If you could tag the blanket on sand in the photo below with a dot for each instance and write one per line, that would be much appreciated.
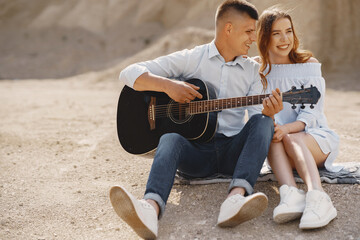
(350, 174)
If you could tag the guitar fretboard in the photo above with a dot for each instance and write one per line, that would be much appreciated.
(227, 103)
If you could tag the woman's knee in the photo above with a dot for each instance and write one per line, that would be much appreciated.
(291, 139)
(262, 122)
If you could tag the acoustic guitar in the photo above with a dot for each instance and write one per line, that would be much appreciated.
(144, 116)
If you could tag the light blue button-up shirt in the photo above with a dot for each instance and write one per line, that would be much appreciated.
_ _ _ _ _ _ _
**Exercise requirements:**
Without including any pictures, output each entry above exactly as it appears.

**Response area:**
If you could tag the blanket on sand in the photo below with a dot for each instance and write one per line, that would be much appreciated.
(350, 174)
If you could tag the guitar fretboard in the photo above with a dot for each instance and write one per line, that would be much appreciated.
(227, 103)
If you could tag the woman's knee in the photo above with a dot for each instance and write one per line, that would be much appreciated.
(291, 139)
(262, 122)
If you could tag the acoustic guitar in the photo above with a dot for each instance and write one per line, that would be much appreciated.
(144, 116)
If you could tag the light blue button-up shirt in the photo above with a dot for each instance and write one per line, that would be much appreciated.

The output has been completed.